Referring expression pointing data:
────────
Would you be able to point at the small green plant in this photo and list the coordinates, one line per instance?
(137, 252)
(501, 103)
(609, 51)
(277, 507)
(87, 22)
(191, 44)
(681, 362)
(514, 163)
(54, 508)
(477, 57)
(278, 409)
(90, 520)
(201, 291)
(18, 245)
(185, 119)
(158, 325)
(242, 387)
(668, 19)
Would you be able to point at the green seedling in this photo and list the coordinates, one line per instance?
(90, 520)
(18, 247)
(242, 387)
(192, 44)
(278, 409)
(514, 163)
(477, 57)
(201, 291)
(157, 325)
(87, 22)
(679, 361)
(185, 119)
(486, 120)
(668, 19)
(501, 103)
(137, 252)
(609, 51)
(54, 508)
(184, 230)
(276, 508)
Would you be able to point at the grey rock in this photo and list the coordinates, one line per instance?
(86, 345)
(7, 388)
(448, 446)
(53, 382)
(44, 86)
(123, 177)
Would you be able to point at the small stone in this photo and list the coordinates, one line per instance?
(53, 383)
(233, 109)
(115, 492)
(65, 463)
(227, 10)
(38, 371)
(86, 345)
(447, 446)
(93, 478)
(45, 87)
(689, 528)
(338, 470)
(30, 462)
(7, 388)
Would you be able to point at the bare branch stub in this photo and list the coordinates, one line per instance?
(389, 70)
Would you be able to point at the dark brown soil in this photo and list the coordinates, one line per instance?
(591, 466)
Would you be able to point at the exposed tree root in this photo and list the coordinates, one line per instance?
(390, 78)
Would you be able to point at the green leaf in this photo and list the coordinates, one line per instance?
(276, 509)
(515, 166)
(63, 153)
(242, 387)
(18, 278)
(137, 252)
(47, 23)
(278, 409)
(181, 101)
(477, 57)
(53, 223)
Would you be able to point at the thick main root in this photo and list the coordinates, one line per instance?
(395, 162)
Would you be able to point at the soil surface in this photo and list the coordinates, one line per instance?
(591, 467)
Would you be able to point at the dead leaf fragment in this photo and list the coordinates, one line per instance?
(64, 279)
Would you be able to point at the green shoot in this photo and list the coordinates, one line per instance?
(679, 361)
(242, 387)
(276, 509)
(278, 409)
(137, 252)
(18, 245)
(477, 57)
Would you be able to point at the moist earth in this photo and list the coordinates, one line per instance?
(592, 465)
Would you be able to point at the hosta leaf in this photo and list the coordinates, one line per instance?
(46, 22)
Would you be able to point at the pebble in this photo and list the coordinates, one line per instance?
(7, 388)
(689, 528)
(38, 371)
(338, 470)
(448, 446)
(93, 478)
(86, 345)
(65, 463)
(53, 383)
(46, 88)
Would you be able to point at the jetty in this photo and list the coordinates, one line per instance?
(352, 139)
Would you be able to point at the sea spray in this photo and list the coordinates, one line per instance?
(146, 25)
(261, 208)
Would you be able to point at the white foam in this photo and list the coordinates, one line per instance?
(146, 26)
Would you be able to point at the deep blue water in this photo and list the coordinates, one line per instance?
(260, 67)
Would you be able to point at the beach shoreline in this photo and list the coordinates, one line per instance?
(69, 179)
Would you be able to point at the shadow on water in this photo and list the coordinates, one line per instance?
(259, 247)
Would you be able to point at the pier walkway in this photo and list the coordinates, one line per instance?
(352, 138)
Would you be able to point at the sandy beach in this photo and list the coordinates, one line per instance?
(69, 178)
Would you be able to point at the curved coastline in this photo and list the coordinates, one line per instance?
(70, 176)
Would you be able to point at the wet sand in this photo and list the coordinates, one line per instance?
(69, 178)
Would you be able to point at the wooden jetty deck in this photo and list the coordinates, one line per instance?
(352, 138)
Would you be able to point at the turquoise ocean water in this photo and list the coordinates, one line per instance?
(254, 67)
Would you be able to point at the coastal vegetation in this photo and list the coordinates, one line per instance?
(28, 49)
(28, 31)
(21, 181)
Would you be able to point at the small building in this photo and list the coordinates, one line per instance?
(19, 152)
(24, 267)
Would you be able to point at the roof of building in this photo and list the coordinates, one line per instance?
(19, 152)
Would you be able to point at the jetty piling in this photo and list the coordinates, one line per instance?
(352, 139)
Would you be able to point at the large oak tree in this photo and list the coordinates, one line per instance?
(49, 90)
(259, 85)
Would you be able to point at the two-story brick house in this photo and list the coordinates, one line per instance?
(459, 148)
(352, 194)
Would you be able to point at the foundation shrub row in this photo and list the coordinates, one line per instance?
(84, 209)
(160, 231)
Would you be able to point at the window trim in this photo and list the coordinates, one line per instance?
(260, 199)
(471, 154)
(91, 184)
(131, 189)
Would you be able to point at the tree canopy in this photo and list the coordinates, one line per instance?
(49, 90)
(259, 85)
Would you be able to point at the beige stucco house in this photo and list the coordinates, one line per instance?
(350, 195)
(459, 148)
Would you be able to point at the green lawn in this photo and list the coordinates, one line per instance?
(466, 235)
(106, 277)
────────
**Action item**
Repeat, word for word, all the lines above.

**Exercise output**
Would you be able to point at the small green plant in this photo and list the coordinates, one line per instance?
(137, 252)
(501, 103)
(609, 51)
(277, 507)
(87, 22)
(191, 44)
(681, 362)
(514, 163)
(54, 508)
(477, 57)
(278, 409)
(90, 520)
(201, 291)
(18, 245)
(185, 119)
(158, 325)
(242, 387)
(668, 19)
Would you be able to point at the green seedling in this photo and list the coordinates, one line per instance?
(90, 520)
(18, 247)
(242, 387)
(192, 44)
(278, 409)
(514, 163)
(477, 57)
(201, 291)
(157, 325)
(87, 22)
(679, 361)
(185, 119)
(486, 120)
(668, 19)
(501, 103)
(137, 252)
(609, 51)
(54, 508)
(184, 230)
(276, 508)
Would you be able to point at the grey rock in this photo and list the coordinates, one line per instance?
(86, 345)
(7, 388)
(448, 446)
(53, 382)
(44, 86)
(123, 177)
Would you be able to point at the small stone in this photo and list the coordinates, one line per instance?
(53, 383)
(233, 109)
(115, 492)
(65, 463)
(227, 10)
(38, 371)
(86, 345)
(447, 446)
(93, 478)
(45, 87)
(689, 528)
(338, 470)
(30, 462)
(7, 388)
Would you be able to point at the bare branch stub in this photo and list the coordinates, one line per instance?
(389, 70)
Would you be able to point at the dark brown soil in this photo and list the coordinates, one line per instance?
(591, 466)
Would you be able to point at the exposed tree root in this photo and list the coordinates, one line per instance?
(390, 78)
Would you be able to point at the green leaf in this photo and list the coordinates, one line per instance?
(276, 509)
(515, 166)
(63, 153)
(242, 387)
(18, 278)
(137, 252)
(47, 23)
(278, 409)
(181, 101)
(477, 57)
(53, 223)
Would you be able to point at the thick main root in this photo and list the coordinates, one line per instance?
(395, 162)
Would you be able to point at the soil surface in this photo and list the coordinates, one line per instance?
(591, 467)
Would you be able to point at the dead leaf fragment in this photo and list the coordinates, one line per instance?
(64, 279)
Would you be able to point at the green shoot in this photo and list the coordinates, one line per instance?
(679, 361)
(242, 387)
(276, 509)
(278, 409)
(137, 252)
(18, 245)
(477, 57)
Would you be able to point at the moist earth in this photo and list the coordinates, one line per instance?
(592, 465)
Would you be able to point at the hosta leaf in this photo and list the coordinates, one line per instance?
(46, 22)
Would you be able to point at the pebble in this photo and list the coordinates, one line per instance?
(7, 388)
(689, 528)
(38, 371)
(338, 470)
(448, 446)
(93, 478)
(86, 345)
(65, 463)
(53, 383)
(46, 88)
Would you be able to point at the jetty in this photo and list the coordinates, one line per instance?
(352, 139)
Would you be able to point at the sea spray in this photo and list the coordinates, one line per instance?
(146, 25)
(261, 208)
Would you be able to point at the white foam in this photo and list the coordinates, one line per instance?
(146, 26)
Would you be able to point at the deep blue water in this photo and list the coordinates, one line per instance?
(260, 67)
Would you be able to point at the beach shoreline in this photo and list the coordinates, one line per instance?
(69, 179)
Would you be able to point at the shadow on water in this photo and list the coordinates, one line per instance?
(259, 247)
Would you be able to point at the pier walkway in this photo and list the coordinates, one line per instance?
(352, 138)
Would you be able to point at the sandy beach in this photo and list the coordinates, one line per instance?
(69, 178)
Would you be able to point at the curved coastline in this photo and list the coordinates, one line per instance?
(70, 176)
Would you be able to point at the wet sand in this photo and list the coordinates, one line per instance?
(69, 178)
Would you be able to point at the wooden jetty deck in this photo and list the coordinates, one line per instance?
(352, 138)
Would you be able to point at the turquoise ocean water in this photo and list the coordinates, one line per instance?
(254, 67)
Would you be able to point at the coastal vegetation in this photo and list the coordinates, one line per instance?
(28, 49)
(28, 31)
(21, 181)
Would you be able to point at the small building in this photo and list the coordinates, one line per instance?
(19, 152)
(24, 267)
Would you be able to point at the roof of building in this photo and list the coordinates, one line per instance?
(19, 152)
Would you be able to point at the jetty piling in this photo and list the coordinates, one line per instance?
(352, 139)
Would you be able to point at the large oak tree in this photo and list the coordinates, one line per instance?
(49, 90)
(259, 85)
Would you be able to point at the two-story brick house in this photo and list the coordinates, one line per instance?
(459, 148)
(352, 194)
Would you be able to point at the foundation shrub row in this photo and list the coordinates, one line per instance?
(84, 209)
(160, 231)
Would you be able to point at the window trim in this photo and list the coordinates, one line per instance?
(260, 199)
(471, 154)
(91, 184)
(131, 189)
Would you be able to point at the tree canopy in this photo and list the coordinates, one line per instance?
(49, 90)
(259, 85)
Would you be able to point at the beige stucco house in this photo and list the coordinates, one line per instance?
(350, 195)
(459, 148)
Would you be able to point at the green lawn in this photo and list the coordinates, one line per instance?
(466, 235)
(106, 277)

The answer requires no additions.